# Electric 6x6 ATV Conversion



## Nick (Mar 11, 2015)

Hey everyone! My name is Nick, and I'm a senior in high school. Currently I'm enrolled in an engineering class called Project Lead the Way along with my friend, Ethan. For years we've dreamed of creating this electric amphibious vehicle. A few weeks ago we went to a local forklift company and told them about our project, and they gifted us two motors! However, this is where we're stuck at now. We can't figure out what to use as speed controllers and the local places seem to only deal with motor repair. I believe this forum is the perfect source of information and guidance on our adventure. This is what we have:

*Specs*
Vehicle: Max IV 6x6 amphibious skid-steer atv
Motors (2): Iskra 3 phase AC AMT7130 about 5.3 hp & 120 lb. torque each. Electronic brakes.
Speed control: ? Something variable speed drive.
Batteries: Linked 12V's.

*Idea:* One motor for each side of the drivetrain. For controlling the vehicle, we want to utilize the standard sticks. If one stick is pushed forward, that side of wheels will go forward. If it's pulled back, the wheels will go in reverse. Thus we will have a high-precision vehicle with counter-rotation.

*Questions:*
1. What should we use for a speed controller? We need something variable that can go from instant forward to reverse.
2. Are these motors uncommon? I can't find much information on them at all.
3. Are we forgetting anything else to get this prototype built?

Thank you for reading through this post. I hope we can gain valuable information to get this project built as soon as we can. Once we have the parts figured out, we're going to start fabricating and assembling the machine.



















































https://www.youtube.com/watch?v=3cWnpzG9F20

http://www.muddoxinternational.com/mxi/products/max/max-iv-efi-6x6/


----------



## arklan (Dec 10, 2012)

what do u have other than 2 ac motors?


----------



## Nick (Mar 11, 2015)

arklan said:


> what do u have other than 2 ac motors?


That's all we have right now, we were hoping the forum could point us in the right direction for variable speed controllers.


----------



## arklan (Dec 10, 2012)

ok so im gonna throw some information at u
im no expert(tm)

motors and motor controllers r 2 sides of a coin.. with ac the motor is cheap and the controller (vfd) is expensive
with dc they r about the same

those ac motors u have are in the realm of possibility of working
but to be realistic, take them back and get a couple of dc motors or your gonna regret it

how much money do u have as a budget for this?

• _RECORDS SHOWN_:
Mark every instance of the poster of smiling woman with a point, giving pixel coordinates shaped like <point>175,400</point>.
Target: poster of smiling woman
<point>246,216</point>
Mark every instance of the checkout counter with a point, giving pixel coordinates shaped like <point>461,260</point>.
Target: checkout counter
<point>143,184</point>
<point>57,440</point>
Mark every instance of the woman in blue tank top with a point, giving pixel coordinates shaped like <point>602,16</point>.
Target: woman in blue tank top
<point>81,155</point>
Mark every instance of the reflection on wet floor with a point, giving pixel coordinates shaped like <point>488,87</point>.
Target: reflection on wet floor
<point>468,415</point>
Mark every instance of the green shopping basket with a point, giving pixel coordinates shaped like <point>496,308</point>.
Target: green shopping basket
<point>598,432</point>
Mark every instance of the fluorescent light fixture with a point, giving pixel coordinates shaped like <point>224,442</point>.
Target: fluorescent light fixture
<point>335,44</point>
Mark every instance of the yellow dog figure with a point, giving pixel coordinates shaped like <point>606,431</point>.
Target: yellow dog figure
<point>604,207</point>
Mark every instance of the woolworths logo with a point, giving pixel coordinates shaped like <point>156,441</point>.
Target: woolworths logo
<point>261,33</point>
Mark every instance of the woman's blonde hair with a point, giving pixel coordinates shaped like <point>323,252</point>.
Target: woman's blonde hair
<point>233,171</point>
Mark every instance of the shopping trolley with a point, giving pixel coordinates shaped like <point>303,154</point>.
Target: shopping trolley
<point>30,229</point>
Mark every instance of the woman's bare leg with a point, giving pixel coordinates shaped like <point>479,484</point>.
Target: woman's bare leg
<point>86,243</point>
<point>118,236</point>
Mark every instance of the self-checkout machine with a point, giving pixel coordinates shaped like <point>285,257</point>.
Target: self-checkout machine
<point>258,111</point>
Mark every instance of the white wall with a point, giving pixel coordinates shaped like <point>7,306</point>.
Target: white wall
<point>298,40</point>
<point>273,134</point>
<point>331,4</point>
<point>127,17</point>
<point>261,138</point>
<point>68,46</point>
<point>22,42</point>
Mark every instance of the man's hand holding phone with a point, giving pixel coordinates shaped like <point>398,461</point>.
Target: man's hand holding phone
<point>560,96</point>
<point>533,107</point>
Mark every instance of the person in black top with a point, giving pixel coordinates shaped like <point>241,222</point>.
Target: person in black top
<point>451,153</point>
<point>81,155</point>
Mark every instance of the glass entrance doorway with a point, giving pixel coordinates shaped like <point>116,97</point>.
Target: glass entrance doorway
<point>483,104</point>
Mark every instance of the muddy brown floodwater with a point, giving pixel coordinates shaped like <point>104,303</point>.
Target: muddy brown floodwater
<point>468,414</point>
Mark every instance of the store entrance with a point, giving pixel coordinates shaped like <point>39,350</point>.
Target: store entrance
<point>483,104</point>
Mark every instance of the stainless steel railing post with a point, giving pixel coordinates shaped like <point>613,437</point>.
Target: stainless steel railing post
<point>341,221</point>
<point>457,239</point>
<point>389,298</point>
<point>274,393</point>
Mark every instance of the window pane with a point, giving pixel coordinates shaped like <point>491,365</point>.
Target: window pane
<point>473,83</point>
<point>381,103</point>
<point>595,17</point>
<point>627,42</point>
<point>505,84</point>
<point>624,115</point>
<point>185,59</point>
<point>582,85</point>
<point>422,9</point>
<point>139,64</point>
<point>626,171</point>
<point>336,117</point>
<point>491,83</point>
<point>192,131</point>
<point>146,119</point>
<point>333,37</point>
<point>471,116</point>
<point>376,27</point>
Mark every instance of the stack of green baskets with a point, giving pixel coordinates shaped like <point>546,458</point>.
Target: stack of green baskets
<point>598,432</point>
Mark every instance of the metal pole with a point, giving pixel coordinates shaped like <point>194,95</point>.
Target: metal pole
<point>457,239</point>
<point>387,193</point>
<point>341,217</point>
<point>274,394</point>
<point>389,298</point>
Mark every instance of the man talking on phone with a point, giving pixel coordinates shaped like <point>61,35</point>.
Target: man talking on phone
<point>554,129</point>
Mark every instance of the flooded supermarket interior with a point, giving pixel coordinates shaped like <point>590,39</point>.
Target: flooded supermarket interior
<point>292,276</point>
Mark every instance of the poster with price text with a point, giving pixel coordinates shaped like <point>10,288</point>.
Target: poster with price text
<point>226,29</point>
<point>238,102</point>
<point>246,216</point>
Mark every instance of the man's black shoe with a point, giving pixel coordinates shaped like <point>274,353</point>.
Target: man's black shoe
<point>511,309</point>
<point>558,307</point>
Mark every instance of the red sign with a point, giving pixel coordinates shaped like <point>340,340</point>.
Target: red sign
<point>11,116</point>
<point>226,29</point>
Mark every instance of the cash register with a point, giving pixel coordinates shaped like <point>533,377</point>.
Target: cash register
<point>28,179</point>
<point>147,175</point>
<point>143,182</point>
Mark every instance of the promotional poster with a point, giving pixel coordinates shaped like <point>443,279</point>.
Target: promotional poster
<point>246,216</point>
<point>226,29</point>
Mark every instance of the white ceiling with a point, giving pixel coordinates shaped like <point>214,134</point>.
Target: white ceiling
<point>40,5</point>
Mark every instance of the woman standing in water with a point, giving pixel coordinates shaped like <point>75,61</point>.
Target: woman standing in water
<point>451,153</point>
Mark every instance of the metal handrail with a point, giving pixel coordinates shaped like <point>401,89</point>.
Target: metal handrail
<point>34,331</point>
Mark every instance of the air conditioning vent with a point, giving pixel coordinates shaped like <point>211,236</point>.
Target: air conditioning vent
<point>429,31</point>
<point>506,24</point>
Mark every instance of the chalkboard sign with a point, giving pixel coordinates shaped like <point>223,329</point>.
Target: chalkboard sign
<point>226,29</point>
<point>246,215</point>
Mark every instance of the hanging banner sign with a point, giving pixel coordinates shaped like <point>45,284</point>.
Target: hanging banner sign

• _WRITTEN TASKS_:
(a) Render the rows as a two-column CSV with the columns "prompt" and "points", one row per request. Put the request text in one quoted field and its answer in the other, with line breaks turned into spaces. Begin at the row line containing "Mark every instance of the woman's bare" and stop after the row line containing "<point>22,42</point>".
(b) Continue the forum thread about the electric 6x6 ATV conversion with the next part after its last post.

• _THE RESULTS_:
(a)
prompt,points
"Mark every instance of the woman's bare leg with a point, giving pixel coordinates shaped like <point>479,484</point>. Target: woman's bare leg","<point>86,243</point> <point>118,236</point>"
"Mark every instance of the self-checkout machine with a point, giving pixel coordinates shaped like <point>285,257</point>. Target: self-checkout machine","<point>258,111</point>"
"Mark every instance of the white wall with a point, giving pixel coordinates shaped like <point>7,306</point>. Target: white wall","<point>298,40</point> <point>273,134</point> <point>331,4</point> <point>127,17</point> <point>261,138</point> <point>68,46</point> <point>22,42</point>"

(b)
series wound dc motors should be quite easy to get a hold of from the forklift place, aswell a dc motor controller from the same forklift place

to run 2 motors youll need 2 controllers and u can connect the pot boxes to the 2 sticks you mentioned
the pot boxes are the 'throttle pedals' from the forklift, id also get a contactor or 2 from the forklift so that u can turn the power on and off with a key

batteries r gonna be the killer, you can probably get some from the forklift place aswell but theyll probably be stuffed so u wouldnt want to be paying too much for them. to start with youd want to go with lead acids because they r about a 5th of the price but they r 3 times heavier so you wont be breaking any records

another route u could go would be to look in to the transmission from a bobcat (aka skid steer loader). they use the 2 sticks you mentioned and use a fluid coupling to control torque transfer from either the left or right driveshafts
this way youd need 1 motor and 1 controller but i wouldnt attempt this unless you had access to someone with experience in mechanics and hydraulics

there is a lot of work to be done to make this work outside of the electrical aswell, like how u transfer the driving power to 3 wheels on 1 side eg; chain, while also having each wheel have suspension.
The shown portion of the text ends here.